TEXT PROVIDED:
In a professional life, there are often two main choices when it comes to deciding what someone wants to do: join a company or start one yourself. For those interested in the latter, that path is often fraught with complex decisions, including figuring out what the idea is, how to execute, and all the common questions one asks when doing a startup.
We wanted to know whether it was better to work for someone or start your own business so we spoke with Gregarious Narain about it. Turns out that he was quite happy being an entrepreneur first rather than a company employee.
As the co-founder of media-sharing and curation startup Chute, Narain says that he’s always had the entrepreneurial bug in him. Coming from immigrant parents, he’s been accustomed to creating his own ventures and over the past couple of decades, he’s been doing just that. Narain has been a consultant to companies and startups and was the first employee at influence measurement service Klout, where he helped to develop and shape the product.
Several years ago, Narain joined Klout and he readily admits that in his 15+ years of post-college experience, this was the first job he’s ever had. Why is it that he chose to go the entrepreneurial route instead of being like most of the rest of us and join an existing company? It’s because of two main reasons, which seems to resonate with most company founders:
- He doesn’t like to put a limit on the things that he can pursue. In other words, not having any boundaries frees him from “being institutionalized.” Narain references a scene from the movie “Shawshank Redemption” where the Morgan Freeman’s character speaks about how being in jail changes a man.

DIRECTIONS: According to the text about Gregarious Narain, at which company was he the first employee?

Items listed in the dataset:
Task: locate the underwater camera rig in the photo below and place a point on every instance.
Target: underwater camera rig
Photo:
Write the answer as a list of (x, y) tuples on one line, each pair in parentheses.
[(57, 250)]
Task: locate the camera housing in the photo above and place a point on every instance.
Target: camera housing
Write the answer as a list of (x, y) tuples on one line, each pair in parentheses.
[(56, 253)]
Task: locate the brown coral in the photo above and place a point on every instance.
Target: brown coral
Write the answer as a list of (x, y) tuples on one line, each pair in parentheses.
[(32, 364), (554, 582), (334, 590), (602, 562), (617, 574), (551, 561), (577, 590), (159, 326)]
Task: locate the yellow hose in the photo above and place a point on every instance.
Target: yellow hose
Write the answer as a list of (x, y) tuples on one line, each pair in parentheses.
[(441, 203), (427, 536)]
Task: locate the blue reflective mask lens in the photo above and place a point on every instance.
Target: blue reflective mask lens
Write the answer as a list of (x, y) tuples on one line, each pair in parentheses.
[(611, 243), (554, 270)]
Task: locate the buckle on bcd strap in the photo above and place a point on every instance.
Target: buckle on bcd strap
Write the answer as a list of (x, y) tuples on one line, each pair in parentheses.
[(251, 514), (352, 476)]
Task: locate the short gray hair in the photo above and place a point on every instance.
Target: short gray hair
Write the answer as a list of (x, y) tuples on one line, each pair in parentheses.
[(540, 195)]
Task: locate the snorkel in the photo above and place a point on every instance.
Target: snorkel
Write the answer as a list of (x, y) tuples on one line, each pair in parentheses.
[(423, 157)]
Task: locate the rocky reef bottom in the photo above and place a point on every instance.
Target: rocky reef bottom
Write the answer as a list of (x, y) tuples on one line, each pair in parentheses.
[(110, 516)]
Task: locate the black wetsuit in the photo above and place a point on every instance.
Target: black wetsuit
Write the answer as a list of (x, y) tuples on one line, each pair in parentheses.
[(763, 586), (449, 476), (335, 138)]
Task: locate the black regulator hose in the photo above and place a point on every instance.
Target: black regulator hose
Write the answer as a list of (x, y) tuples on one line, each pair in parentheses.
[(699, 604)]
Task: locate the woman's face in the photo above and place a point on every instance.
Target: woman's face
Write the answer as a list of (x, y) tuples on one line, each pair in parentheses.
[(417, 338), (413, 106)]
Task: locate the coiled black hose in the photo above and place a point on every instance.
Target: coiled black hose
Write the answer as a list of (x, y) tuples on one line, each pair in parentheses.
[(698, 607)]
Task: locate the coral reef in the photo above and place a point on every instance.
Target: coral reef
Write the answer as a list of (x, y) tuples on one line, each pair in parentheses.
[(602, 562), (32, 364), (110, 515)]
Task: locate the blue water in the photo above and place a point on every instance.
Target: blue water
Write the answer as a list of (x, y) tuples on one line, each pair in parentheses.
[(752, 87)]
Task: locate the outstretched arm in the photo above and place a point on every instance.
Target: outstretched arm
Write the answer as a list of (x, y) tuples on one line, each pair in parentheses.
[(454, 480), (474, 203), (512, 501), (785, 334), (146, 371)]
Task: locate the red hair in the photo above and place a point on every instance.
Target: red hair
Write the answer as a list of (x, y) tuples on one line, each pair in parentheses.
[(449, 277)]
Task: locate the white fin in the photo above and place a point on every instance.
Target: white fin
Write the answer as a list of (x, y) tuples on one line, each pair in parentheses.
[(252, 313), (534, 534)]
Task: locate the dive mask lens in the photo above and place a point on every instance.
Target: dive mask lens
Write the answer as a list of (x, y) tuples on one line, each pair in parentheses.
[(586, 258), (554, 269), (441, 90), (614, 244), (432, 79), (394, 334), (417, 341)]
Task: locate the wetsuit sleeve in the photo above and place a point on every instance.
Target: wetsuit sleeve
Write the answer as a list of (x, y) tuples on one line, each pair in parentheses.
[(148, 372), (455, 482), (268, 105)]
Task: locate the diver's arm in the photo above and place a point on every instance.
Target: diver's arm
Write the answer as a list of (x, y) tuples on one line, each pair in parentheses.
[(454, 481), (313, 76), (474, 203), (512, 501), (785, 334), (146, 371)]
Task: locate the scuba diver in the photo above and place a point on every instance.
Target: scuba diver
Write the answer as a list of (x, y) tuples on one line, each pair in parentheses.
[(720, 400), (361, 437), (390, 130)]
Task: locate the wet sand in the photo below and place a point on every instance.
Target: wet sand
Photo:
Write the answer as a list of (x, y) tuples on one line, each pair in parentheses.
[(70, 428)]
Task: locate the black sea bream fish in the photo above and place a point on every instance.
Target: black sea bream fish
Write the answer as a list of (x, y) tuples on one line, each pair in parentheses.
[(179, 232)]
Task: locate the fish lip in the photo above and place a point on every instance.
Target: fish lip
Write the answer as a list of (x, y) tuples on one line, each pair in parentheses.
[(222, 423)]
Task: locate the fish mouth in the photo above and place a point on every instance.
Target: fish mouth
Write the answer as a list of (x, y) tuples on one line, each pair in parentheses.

ANSWER BOX: Narain was the first employee at Klout, an influence measurement service.